■ REQUEST
Using the entries below, quote exactly the span of lines that begins with the line containing "of the street" and ends with the final line.

■ INFORMATION PROVIDED
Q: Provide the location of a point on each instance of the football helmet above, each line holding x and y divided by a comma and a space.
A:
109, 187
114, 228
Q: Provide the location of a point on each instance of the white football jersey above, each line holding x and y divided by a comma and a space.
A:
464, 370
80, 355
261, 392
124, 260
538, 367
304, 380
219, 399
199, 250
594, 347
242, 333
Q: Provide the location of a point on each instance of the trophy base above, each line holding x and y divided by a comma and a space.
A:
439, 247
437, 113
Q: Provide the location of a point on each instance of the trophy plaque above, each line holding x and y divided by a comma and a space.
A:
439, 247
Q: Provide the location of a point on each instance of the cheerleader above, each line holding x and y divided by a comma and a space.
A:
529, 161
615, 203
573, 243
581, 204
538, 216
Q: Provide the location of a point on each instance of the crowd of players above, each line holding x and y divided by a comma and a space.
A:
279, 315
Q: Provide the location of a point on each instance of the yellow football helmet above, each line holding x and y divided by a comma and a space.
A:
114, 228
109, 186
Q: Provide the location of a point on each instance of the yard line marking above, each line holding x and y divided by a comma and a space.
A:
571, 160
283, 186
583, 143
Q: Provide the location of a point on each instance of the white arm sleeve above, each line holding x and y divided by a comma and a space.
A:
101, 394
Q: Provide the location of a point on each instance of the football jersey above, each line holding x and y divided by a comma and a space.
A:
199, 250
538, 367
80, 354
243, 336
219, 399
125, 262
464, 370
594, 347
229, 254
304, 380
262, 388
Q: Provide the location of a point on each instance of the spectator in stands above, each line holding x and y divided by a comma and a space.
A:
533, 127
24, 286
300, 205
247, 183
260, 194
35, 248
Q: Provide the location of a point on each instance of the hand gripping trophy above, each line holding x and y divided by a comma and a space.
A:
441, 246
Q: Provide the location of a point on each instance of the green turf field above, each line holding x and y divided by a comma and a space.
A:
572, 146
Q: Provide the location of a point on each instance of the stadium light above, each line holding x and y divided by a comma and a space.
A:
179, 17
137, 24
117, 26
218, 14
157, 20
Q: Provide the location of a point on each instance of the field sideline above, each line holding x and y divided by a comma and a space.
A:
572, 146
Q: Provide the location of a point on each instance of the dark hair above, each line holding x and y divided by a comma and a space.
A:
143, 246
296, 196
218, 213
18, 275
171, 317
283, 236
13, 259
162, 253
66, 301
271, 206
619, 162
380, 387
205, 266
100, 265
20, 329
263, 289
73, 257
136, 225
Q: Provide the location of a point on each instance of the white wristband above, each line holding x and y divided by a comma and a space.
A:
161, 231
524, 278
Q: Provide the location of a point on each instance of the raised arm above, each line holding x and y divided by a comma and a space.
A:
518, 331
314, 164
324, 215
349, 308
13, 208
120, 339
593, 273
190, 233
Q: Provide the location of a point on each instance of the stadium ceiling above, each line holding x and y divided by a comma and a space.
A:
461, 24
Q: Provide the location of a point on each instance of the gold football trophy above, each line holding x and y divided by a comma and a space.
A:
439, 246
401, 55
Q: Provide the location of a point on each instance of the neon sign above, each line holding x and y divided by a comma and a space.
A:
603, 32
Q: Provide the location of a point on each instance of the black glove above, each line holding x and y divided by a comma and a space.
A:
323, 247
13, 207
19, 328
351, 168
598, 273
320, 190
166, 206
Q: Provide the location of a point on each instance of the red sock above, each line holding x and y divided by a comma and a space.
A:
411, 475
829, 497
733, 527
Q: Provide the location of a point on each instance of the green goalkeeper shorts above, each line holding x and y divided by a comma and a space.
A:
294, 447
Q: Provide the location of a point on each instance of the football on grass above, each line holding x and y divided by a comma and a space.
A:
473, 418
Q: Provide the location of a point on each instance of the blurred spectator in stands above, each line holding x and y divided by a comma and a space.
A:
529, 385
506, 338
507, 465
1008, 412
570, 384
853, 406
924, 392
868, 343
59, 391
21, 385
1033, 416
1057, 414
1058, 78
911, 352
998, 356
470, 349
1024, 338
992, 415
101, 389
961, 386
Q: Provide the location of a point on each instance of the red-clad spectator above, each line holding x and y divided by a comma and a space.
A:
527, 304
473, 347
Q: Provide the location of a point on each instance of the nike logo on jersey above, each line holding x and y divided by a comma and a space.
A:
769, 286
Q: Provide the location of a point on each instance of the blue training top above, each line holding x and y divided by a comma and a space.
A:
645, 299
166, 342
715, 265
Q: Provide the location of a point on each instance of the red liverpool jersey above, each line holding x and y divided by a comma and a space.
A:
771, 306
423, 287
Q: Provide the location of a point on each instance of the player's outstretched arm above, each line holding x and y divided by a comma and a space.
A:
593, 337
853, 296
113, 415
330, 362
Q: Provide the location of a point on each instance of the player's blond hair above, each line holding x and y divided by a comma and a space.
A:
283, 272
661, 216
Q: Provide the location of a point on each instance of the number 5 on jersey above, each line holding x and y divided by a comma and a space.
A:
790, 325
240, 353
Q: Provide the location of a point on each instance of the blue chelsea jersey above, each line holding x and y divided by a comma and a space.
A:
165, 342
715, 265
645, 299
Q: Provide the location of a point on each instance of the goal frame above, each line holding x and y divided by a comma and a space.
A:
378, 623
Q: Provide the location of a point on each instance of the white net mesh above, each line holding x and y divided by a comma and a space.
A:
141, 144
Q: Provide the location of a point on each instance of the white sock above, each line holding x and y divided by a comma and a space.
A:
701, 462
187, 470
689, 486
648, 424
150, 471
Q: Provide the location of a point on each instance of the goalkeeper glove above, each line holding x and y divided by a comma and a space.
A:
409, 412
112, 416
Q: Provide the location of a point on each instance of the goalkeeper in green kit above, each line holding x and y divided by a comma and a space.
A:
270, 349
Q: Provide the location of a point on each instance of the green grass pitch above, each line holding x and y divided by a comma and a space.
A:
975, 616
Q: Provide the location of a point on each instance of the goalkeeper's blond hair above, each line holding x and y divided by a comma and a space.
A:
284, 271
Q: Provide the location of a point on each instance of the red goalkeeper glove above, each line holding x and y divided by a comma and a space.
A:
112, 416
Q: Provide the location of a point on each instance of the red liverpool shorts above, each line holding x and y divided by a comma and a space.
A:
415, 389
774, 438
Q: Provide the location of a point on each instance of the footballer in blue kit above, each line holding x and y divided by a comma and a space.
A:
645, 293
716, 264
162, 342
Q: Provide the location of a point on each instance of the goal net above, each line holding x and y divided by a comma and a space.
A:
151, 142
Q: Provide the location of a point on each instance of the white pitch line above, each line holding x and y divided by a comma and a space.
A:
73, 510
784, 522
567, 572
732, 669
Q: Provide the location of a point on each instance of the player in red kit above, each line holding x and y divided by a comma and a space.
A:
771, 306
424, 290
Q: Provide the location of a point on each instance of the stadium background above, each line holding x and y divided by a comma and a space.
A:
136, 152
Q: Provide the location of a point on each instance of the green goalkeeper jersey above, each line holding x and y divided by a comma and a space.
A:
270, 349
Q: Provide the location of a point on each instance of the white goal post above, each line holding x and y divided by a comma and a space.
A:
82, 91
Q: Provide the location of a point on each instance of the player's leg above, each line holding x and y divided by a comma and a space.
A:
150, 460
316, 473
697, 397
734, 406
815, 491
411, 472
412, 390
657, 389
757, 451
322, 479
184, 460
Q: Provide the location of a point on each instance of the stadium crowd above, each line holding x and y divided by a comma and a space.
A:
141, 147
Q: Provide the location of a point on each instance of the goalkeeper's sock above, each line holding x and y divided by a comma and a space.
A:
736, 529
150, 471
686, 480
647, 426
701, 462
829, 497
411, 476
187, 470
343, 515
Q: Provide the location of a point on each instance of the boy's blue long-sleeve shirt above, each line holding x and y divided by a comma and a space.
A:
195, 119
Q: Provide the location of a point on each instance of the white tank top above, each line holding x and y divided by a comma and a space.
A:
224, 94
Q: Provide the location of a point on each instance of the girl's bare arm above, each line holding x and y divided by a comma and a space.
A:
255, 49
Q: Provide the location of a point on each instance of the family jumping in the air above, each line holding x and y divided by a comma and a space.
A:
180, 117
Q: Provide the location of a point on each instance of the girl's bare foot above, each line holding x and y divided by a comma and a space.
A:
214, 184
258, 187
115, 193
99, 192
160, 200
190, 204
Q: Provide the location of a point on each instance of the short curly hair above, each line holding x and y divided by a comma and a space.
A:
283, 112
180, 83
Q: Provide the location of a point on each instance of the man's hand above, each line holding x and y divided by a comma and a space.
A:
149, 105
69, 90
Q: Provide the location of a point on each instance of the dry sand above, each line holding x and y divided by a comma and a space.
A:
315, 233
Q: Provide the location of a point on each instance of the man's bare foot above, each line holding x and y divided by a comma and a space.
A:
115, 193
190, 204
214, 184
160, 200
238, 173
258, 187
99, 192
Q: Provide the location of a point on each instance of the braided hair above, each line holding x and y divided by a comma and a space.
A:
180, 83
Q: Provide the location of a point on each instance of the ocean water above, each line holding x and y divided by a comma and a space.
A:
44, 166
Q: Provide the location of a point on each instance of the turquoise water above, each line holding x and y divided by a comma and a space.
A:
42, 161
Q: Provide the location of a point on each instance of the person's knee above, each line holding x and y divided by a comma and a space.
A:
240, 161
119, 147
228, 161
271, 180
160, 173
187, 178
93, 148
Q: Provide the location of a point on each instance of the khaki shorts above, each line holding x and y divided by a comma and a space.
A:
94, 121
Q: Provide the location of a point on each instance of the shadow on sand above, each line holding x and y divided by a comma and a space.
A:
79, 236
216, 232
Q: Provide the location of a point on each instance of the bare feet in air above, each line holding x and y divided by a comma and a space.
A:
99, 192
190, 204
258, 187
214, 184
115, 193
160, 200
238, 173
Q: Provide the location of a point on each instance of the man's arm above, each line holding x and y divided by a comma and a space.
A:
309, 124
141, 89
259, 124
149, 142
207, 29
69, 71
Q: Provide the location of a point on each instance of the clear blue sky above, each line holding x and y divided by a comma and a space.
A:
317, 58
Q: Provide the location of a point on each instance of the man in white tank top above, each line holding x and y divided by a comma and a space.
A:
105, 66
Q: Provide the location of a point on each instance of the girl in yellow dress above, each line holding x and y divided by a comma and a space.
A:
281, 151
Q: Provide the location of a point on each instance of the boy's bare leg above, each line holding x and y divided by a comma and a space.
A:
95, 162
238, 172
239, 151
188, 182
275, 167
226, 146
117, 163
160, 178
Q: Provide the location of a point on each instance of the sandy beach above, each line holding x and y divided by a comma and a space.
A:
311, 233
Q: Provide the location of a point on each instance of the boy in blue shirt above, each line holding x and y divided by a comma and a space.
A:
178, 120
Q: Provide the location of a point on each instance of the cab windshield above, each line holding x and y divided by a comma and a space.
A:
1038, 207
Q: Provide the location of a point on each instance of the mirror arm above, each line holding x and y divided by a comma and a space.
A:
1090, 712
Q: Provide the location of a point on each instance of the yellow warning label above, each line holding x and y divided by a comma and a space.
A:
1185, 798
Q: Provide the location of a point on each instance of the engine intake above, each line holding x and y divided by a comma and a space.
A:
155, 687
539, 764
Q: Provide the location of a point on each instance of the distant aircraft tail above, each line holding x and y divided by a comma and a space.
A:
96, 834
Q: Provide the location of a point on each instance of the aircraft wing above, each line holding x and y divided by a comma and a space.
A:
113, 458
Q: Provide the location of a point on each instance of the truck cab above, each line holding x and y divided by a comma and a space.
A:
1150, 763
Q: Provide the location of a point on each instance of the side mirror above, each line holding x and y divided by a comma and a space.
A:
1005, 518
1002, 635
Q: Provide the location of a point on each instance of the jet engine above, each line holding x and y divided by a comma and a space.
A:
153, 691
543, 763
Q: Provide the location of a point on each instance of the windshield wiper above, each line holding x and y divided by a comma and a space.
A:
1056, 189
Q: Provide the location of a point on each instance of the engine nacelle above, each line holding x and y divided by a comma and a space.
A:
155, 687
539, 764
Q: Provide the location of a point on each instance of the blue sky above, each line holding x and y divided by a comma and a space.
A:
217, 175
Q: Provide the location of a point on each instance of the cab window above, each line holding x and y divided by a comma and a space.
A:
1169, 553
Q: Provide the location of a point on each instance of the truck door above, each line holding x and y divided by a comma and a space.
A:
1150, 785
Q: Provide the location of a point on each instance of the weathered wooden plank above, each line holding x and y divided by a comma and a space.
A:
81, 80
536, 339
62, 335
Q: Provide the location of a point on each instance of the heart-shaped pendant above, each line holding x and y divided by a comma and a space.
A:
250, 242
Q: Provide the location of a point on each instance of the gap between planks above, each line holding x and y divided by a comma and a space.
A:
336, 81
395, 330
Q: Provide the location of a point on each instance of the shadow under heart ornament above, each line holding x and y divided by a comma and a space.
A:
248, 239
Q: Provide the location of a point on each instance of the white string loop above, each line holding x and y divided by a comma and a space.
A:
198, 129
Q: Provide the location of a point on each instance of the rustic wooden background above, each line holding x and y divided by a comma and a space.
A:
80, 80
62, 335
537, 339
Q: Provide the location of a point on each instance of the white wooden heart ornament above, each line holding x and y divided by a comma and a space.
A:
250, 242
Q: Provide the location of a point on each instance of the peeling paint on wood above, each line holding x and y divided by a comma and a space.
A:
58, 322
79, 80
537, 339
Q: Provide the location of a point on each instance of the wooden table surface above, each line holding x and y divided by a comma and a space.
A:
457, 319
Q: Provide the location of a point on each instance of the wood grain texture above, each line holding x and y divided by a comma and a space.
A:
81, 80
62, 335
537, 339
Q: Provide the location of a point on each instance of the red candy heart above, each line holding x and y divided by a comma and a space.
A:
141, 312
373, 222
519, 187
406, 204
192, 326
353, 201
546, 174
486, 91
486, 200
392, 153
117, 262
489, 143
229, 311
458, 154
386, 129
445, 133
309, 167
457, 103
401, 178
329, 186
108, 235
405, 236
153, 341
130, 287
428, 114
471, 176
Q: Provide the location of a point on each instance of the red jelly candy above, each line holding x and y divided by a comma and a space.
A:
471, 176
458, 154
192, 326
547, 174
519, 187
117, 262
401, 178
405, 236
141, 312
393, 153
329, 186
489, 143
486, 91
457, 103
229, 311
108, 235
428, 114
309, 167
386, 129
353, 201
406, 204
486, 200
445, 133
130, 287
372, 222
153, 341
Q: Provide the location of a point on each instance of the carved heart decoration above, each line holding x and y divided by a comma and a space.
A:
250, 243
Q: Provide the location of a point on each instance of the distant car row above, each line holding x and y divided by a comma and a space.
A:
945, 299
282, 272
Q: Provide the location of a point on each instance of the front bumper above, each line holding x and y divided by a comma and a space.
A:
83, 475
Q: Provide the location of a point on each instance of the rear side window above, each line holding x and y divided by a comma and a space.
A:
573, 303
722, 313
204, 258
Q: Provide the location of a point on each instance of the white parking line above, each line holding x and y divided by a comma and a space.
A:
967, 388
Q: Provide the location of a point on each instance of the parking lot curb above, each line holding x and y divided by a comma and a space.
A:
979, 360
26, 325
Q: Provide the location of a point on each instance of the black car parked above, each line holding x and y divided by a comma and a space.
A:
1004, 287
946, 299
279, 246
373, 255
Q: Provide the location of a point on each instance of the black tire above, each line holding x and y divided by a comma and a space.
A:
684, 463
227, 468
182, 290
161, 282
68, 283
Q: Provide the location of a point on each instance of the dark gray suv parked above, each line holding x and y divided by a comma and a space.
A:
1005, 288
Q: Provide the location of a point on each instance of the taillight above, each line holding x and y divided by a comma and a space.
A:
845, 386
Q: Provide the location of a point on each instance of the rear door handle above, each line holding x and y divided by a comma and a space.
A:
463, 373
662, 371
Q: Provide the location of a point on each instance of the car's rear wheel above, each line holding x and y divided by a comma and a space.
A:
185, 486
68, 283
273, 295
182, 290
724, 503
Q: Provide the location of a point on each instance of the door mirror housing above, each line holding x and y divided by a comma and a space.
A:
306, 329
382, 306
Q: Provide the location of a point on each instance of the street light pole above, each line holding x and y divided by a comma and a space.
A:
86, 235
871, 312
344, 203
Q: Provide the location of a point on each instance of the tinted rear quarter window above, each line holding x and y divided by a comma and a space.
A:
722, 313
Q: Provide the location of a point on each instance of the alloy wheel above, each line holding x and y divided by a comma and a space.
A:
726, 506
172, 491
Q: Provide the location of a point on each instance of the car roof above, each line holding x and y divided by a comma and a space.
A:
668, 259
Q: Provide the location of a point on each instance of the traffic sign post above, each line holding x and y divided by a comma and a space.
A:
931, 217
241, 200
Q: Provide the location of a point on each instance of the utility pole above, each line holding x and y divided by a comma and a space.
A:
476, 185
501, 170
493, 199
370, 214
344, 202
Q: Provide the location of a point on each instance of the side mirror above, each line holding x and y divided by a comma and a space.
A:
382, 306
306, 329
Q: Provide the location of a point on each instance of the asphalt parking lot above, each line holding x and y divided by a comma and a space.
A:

■ COMPLETED EXERCISE
Q: Provide the location of a point on each instance of the street light pole above, each line holding x and y divided by a comma and a space.
A:
86, 235
871, 312
344, 203
Q: Provide the location of a point on each instance of the tinted rear quarter window above, each line holding x and y divided by a comma and a space.
A:
722, 313
Q: Provide the location of a point on each instance of the alloy wheel above, each line holding x and y divided by a comma and a space.
A:
726, 506
172, 491
Q: Provide the location of a point on each instance of the car roof above, each line holding x and y divided by a comma and a space.
A:
668, 259
Q: Provide the location of a point on each instance of the traffic sign post above, each line holding x and y divided by a comma and a space.
A:
931, 217
241, 200
Q: Provide the location of a point on each instance of the utility pole above, each line holding x and y divided by a comma and a space.
A:
476, 185
501, 170
493, 199
370, 214
344, 202
Q: Provide the location of a point on each instance of the side mirror above, each line holding x and y divided by a comma and a space.
A:
382, 306
306, 329
Q: Provide the location of a point on each instance of the asphalt parking lot above, each line holding x and y divided by a comma and a space.
A:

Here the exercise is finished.